◆ WORK INSTRUCTION: Your reply should be the following data, copied exactly.

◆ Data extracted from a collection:
--

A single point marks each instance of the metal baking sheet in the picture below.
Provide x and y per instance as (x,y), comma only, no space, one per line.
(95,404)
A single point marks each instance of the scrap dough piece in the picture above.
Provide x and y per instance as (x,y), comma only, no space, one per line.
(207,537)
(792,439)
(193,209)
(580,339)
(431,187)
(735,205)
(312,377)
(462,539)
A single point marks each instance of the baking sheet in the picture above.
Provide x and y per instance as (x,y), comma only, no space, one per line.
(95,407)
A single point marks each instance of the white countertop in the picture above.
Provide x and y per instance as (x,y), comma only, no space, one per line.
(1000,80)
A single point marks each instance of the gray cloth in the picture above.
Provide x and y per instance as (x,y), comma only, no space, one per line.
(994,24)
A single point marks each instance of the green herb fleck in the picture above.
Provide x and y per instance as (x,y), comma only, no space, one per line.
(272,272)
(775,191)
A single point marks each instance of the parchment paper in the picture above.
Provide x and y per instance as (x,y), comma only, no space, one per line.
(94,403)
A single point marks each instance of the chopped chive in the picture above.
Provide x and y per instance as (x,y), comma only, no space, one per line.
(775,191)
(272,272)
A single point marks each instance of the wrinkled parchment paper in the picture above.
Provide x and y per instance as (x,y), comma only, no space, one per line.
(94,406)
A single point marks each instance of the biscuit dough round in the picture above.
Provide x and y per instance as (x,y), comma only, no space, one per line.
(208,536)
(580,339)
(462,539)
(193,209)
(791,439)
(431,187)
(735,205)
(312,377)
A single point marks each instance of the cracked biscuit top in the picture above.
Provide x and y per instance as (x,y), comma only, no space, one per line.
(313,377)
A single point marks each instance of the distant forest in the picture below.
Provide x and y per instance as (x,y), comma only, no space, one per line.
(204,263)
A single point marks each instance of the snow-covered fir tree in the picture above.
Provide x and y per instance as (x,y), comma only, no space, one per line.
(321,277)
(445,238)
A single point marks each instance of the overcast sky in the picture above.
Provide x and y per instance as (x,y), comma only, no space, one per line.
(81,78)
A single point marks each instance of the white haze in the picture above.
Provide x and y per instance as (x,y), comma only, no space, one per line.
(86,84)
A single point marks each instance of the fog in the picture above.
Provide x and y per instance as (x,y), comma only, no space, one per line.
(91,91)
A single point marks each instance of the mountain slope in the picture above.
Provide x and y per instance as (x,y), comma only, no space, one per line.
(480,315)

--

◆ EXERCISE RESPONSE:
A single point marks each instance of the metal baking sheet in the picture below.
Provide x and y per instance as (x,y), comma only, no space, one per line.
(95,404)
A single point marks each instance of the scrap dough piece in the picture above.
Provide x and y per instance as (x,y), comma only, no space, one per line.
(207,537)
(792,439)
(193,209)
(580,339)
(431,187)
(735,205)
(312,377)
(462,539)
A single point marks each instance of the baking sheet in the picture above.
Provide x and y per instance as (x,y), comma only, no space, one per line.
(95,407)
A single point marks each instance of the white countertop in the picture above.
Provide x and y per instance as (x,y), comma only, no space, one per line.
(1000,80)
A single point marks each instance of the gray cloth in the picture above.
Provide x and y per instance as (x,y), comma only, no space, one per line.
(994,24)
A single point marks each instance of the green herb fleck in the picture above.
Provide x and y per instance as (x,y), comma only, no space, one per line.
(272,272)
(775,191)
A single point marks each instance of the parchment paper in the picture above.
Provide x and y per instance as (x,y), comma only, no space, one per line.
(94,403)
A single point marks each instance of the chopped chive in the picture above.
Provide x and y per instance as (x,y), comma only, no space, one per line.
(775,191)
(272,272)
A single point marks each instance of the wrinkled parchment paper in the picture above.
Provide x and y per instance as (x,y), comma only, no space, one per line.
(94,406)
A single point marks each instance of the biscuit dough round in the picture above.
Provide x and y per instance as (x,y), comma only, no space, one per line.
(208,536)
(580,339)
(462,539)
(193,209)
(791,439)
(431,187)
(735,205)
(312,377)
A single point marks each instance of the cracked biscuit top in the picture above.
Provide x and y per instance as (x,y), comma only, no space, one per line.
(313,377)
A single point marks each instance of the distant forest in the picture below.
Provide x and y per instance as (x,y), comma only, no space, one per line.
(204,263)
A single point marks each instance of the snow-covered fir tree in the picture above.
Provide x and y per instance as (x,y), comma only, no space, one per line.
(321,277)
(445,238)
A single point marks each instance of the overcast sky in the picture above.
Provide x and y per instance as (x,y), comma only, no space, one per line.
(81,78)
A single point marks each instance of the white haze in the picture above.
Provide x and y per instance as (x,y), comma only, no space, one per line.
(86,84)
A single point marks each instance of the fog in the picture above.
Provide x and y per instance as (x,y), comma only, no space, one per line.
(91,91)
A single point marks each instance of the mountain slope in the picture above.
Provide x and y per instance as (x,y), comma only, no space, one per line.
(480,315)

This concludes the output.